Provided passage:
— begin —

Above: Map showing Cornwall, UK courtesy of Nilfanion.

Cornish carols are one such genre; a social and musical tradition performed at Christmas, as opposed to May or Easter carolling traditions. The local representation of a non-conformist religious choral practice that was widespread across the United Kingdom, the corpus known today as Cornish carols is largely the result of an upsurge in carol composition following the visits of John Wesley (1703-1791) and the subsequent growth of the Methodism. Surviving caroling traditions in Cornwall, such as those in Padstow, reflect elements of practices described in early nineteenth century accounts of caroling practices in Cornwall. These accounts describe groups of musicians touring their particular town, village or parish throughout the night singing carols to the local residents at their houses (Gilbert 1822; Sandys 1833). The musicians were also usually rewarded with some money or food and drink.

Above: Carolers outside the Golden Lion pub in Padstow, December 2010 (photo: Elizabeth Neale).

Above: The Padstow carolers performing "Zadoc" (Recorded by Elizabeth Neale, 2011).

 

Sounding Out: The Cornish Association

Cornish carols were spread across the world during the late nineteenth and early twentieth centuries through the migration of Cornish miners to the British colonies and other territories (Payton 2005). Their presence in South Australia during the 1890s is of note since the carols were explicitly tied to perhaps the most fervent contemporary expressions of Cornish identity. The discovery of copper at Kapunda, Gawler and the northern Yorke Peninsula in the mid-nineteenth century resulted in thousands of Cornish miners voluntarily traveling to the colony with the aid of government-assisted passages. In particular, the towns of Moonta, Wallaroo and Kadina (the Copper Triangle) became known as Australia’s “Little Cornwall,” and continue to celebrate Cornish heritage. The prominent historian of the Cornish in Australia, Professor Philip Payton, considers that the nineteenth-century Cornish communities in the Copper Triangle not only unconsciously retained Cornish culture in their continuation of existing cultural habits, but also that “individuals and organizations deliberately replicated former behaviour or adopted ‘Cornish’ rhetoric as a means of asserting community or institutional identity in their new land” (Payton 2007:57).

— end —

Data rows:
— begin —

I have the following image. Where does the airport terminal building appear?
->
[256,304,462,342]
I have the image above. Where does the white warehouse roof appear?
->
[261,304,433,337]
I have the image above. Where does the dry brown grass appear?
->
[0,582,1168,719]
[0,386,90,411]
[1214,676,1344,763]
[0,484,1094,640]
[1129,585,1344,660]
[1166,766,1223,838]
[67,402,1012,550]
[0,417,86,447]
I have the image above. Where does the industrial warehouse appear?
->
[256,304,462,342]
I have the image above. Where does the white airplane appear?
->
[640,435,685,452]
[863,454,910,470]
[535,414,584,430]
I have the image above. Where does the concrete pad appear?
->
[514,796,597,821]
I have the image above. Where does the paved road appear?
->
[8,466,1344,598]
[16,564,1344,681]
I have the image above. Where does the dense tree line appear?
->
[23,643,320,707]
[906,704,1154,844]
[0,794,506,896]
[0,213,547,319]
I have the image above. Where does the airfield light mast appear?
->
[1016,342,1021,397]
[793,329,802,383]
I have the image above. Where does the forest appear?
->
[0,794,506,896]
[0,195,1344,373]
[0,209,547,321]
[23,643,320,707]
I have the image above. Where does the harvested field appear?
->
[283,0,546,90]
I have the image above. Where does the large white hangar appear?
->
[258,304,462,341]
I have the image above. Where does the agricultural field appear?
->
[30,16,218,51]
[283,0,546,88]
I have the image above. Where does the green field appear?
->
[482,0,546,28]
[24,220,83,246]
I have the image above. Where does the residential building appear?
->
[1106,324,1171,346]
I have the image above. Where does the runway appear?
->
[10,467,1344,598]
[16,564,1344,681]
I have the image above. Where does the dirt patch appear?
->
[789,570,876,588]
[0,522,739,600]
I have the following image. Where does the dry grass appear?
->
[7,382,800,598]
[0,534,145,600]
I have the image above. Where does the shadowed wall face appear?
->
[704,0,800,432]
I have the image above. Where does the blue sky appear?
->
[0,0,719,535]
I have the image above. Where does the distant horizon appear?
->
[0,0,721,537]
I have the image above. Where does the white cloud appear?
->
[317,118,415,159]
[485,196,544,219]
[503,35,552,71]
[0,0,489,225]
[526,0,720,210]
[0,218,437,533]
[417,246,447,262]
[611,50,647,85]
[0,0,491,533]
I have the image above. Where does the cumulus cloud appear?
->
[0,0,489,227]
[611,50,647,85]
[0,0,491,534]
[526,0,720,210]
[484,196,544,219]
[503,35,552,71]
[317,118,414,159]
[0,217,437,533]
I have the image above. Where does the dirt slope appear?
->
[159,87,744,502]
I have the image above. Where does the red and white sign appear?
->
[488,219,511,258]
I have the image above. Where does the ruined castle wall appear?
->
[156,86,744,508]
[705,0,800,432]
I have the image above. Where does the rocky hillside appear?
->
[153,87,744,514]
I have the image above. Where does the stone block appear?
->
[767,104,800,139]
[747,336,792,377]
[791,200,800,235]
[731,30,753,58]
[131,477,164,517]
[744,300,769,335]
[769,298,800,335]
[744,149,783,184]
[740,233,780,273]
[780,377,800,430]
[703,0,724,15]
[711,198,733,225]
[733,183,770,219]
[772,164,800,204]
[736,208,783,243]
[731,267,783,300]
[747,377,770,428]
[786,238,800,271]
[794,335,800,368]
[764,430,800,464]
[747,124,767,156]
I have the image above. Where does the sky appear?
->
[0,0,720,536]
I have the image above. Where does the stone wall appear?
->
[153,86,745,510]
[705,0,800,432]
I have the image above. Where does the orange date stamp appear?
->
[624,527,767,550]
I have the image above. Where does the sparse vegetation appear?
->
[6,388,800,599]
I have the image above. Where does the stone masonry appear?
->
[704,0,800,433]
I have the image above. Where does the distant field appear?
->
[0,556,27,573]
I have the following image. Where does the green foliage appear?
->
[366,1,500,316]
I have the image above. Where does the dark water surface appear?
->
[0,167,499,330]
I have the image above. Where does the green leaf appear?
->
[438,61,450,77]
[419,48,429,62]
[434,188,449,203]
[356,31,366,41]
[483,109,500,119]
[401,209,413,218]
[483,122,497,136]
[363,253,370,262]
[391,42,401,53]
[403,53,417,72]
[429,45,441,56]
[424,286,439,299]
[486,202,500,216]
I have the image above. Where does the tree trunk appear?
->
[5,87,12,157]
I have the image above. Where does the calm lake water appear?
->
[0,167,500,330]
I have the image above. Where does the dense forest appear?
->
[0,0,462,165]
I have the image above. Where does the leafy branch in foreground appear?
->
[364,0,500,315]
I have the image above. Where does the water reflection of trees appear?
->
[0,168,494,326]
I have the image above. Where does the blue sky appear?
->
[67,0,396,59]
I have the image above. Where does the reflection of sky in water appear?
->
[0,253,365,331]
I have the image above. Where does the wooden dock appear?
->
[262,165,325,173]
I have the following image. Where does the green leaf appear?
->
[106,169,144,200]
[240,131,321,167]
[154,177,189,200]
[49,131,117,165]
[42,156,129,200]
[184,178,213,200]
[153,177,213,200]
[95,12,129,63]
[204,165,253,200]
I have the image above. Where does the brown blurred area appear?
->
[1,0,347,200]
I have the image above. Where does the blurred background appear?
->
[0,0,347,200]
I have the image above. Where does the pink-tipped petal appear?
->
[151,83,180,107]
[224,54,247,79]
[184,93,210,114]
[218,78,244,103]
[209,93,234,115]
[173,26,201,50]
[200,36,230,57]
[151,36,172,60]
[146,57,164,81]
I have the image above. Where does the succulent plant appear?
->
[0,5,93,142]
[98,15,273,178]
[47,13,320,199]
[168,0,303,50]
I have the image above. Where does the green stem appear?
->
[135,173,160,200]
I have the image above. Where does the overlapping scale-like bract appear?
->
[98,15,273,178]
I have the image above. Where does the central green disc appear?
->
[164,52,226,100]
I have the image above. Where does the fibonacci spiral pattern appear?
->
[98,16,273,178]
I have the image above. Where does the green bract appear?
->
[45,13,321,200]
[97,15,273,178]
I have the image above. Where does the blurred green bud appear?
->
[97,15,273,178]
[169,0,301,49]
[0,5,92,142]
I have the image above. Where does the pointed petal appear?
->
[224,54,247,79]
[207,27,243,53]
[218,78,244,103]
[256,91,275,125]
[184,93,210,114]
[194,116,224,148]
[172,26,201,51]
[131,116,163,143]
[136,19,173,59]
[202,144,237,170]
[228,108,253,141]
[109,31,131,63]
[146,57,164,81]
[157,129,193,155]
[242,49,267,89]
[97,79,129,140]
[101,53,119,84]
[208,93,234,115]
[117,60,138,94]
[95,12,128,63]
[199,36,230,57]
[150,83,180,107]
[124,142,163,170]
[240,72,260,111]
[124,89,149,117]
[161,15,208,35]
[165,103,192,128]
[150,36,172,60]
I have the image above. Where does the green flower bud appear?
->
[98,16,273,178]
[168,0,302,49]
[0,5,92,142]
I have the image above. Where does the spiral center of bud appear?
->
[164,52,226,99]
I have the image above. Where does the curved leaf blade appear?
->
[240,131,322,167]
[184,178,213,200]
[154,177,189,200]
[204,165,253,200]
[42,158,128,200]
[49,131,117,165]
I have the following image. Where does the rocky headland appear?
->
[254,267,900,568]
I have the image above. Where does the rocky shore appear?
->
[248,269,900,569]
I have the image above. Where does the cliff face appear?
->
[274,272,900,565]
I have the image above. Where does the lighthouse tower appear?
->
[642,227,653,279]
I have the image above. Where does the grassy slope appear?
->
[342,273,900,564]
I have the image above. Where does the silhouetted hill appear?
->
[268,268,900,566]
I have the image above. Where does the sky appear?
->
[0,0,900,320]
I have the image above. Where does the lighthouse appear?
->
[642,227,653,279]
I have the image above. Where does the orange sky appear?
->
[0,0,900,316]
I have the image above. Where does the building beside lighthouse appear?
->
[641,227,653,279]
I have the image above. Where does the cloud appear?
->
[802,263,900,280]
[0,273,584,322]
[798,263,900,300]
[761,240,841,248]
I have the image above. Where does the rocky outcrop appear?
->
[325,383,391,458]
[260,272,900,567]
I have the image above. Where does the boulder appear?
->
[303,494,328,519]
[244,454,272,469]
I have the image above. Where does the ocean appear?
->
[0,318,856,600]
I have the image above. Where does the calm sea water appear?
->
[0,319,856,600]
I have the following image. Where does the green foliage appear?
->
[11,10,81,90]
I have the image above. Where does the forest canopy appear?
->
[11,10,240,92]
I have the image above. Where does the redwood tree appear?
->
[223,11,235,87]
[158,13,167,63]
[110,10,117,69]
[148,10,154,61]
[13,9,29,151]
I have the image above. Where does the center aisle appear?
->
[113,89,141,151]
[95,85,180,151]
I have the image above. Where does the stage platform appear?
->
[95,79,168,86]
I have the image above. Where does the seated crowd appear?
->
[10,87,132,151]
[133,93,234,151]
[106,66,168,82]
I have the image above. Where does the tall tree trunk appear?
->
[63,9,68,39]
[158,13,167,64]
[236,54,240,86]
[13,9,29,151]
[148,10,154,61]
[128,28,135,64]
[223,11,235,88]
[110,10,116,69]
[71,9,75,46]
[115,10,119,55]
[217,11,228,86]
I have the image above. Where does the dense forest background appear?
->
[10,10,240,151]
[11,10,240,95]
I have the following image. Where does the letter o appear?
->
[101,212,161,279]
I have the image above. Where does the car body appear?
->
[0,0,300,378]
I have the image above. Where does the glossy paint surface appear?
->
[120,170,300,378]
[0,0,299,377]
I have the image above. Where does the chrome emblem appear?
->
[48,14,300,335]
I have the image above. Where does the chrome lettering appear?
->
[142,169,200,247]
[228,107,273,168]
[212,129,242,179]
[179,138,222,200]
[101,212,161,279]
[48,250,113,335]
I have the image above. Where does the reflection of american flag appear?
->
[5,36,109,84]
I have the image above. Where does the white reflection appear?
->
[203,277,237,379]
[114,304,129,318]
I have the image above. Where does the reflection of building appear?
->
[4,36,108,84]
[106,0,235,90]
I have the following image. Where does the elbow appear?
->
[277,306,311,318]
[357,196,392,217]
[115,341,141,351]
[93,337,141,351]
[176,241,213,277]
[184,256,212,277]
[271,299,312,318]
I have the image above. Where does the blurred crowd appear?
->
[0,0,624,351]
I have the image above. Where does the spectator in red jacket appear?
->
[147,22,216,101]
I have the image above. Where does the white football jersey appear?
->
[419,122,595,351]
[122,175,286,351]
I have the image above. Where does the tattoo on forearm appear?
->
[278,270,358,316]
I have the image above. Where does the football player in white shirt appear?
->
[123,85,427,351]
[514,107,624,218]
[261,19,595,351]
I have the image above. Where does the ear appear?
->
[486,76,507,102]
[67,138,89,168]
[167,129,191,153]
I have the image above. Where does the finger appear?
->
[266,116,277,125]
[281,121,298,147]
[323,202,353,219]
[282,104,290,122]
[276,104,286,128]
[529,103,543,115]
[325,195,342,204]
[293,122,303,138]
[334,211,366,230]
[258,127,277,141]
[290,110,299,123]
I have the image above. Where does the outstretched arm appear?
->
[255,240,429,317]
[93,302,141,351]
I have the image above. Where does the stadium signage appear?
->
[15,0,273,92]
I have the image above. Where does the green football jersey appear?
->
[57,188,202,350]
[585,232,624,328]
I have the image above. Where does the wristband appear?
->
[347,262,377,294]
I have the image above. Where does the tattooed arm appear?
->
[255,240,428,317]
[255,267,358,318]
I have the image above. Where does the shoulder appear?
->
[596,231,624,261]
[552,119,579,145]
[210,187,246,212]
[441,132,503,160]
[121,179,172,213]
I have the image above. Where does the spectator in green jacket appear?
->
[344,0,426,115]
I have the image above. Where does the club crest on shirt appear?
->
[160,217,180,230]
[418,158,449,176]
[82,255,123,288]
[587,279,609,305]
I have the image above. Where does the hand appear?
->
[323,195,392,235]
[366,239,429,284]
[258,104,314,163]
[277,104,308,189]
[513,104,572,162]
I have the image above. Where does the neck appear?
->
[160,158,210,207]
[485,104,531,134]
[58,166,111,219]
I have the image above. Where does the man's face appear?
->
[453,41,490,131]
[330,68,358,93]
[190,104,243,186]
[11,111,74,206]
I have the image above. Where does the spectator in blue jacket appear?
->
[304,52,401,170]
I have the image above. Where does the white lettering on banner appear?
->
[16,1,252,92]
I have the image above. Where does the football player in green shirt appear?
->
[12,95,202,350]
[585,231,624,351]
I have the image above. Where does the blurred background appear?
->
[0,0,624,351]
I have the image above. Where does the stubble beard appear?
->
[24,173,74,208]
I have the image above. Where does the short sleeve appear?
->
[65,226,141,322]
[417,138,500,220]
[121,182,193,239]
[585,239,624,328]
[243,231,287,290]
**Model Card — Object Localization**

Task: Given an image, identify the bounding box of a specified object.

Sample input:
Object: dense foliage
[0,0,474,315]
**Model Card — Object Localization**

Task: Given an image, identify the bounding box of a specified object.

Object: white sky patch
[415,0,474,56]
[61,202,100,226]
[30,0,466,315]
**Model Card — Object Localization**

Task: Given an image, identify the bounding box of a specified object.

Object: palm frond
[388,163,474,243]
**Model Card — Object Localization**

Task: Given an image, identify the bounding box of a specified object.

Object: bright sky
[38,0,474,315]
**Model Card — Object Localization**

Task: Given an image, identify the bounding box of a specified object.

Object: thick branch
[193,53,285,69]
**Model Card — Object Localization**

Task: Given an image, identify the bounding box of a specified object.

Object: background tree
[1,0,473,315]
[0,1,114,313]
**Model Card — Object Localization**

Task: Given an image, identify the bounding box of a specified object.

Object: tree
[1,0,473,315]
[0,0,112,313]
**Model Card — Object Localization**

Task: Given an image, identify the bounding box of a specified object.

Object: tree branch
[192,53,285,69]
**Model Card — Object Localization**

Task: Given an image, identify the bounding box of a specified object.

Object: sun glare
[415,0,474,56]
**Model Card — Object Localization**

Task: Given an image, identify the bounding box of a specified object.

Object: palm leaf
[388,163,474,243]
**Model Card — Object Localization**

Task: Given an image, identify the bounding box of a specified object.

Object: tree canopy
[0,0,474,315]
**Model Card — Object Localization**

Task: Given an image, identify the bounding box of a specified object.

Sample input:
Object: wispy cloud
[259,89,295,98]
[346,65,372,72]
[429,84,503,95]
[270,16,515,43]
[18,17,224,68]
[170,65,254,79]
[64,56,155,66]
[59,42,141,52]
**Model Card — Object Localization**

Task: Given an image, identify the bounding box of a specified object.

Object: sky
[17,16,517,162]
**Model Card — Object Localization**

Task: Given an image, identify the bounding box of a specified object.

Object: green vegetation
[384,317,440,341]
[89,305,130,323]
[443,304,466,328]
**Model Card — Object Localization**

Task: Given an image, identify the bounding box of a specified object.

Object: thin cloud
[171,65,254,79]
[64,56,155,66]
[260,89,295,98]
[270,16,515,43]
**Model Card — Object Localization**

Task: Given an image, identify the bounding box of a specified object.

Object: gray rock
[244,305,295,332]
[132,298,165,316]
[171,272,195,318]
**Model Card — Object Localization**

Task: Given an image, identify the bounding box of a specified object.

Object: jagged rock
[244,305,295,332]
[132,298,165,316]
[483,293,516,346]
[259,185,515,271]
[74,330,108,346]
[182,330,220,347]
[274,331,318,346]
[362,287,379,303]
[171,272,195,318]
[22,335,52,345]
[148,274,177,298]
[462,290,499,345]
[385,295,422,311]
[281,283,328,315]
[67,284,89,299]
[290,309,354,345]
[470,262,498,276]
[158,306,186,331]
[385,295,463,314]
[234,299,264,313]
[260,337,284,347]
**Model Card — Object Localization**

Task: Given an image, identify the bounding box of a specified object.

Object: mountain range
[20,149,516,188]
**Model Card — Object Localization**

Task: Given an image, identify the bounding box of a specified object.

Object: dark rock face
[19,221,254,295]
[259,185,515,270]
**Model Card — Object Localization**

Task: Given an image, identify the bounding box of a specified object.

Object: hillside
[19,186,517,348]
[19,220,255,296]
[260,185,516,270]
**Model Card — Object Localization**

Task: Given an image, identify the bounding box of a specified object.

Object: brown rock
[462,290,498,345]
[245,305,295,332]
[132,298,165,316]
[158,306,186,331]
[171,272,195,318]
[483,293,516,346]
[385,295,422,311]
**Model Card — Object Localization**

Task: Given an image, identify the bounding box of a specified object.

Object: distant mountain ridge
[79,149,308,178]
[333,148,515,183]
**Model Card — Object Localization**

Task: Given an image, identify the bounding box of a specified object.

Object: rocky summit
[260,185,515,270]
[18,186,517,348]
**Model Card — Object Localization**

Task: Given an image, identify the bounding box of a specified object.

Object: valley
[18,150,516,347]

— end —

Your goal: Retype the Cornish carols passage in full, word for word. Work only from the Cornish carols passage and leave the data aside.

Output for this exercise:
Above: Map showing Cornwall, UK courtesy of Nilfanion.

Cornish carols are one such genre; a social and musical tradition performed at Christmas, as opposed to May or Easter carolling traditions. The local representation of a non-conformist religious choral practice that was widespread across the United Kingdom, the corpus known today as Cornish carols is largely the result of an upsurge in carol composition following the visits of John Wesley (1703-1791) and the subsequent growth of the Methodism. Surviving caroling traditions in Cornwall, such as those in Padstow, reflect elements of practices described in early nineteenth century accounts of caroling practices in Cornwall. These accounts describe groups of musicians touring their particular town, village or parish throughout the night singing carols to the local residents at their houses (Gilbert 1822; Sandys 1833). The musicians were also usually rewarded with some money or food and drink.

Above: Carolers outside the Golden Lion pub in Padstow, December 2010 (photo: Elizabeth Neale).

Above: The Padstow carolers performing "Zadoc" (Recorded by Elizabeth Neale, 2011).

 

Sounding Out: The Cornish Association

Cornish carols were spread across the world during the late nineteenth and early twentieth centuries through the migration of Cornish miners to the British colonies and other territories (Payton 2005). Their presence in South Australia during the 1890s is of note since the carols were explicitly tied to perhaps the most fervent contemporary expressions of Cornish identity. The discovery of copper at Kapunda, Gawler and the northern Yorke Peninsula in the mid-nineteenth century resulted in thousands of Cornish miners voluntarily traveling to the colony with the aid of government-assisted passages. In particular, the towns of Moonta, Wallaroo and Kadina (the Copper Triangle) became known as Australia’s “Little Cornwall,” and continue to celebrate Cornish heritage. The prominent historian of the Cornish in Australia, Professor Philip Payton, considers that the nineteenth-century Cornish communities in the Copper Triangle not only unconsciously retained Cornish culture in their continuation of existing cultural habits, but also that “individuals and organizations deliberately replicated former behaviour or adopted ‘Cornish’ rhetoric as a means of asserting community or institutional identity in their new land” (Payton 2007:57).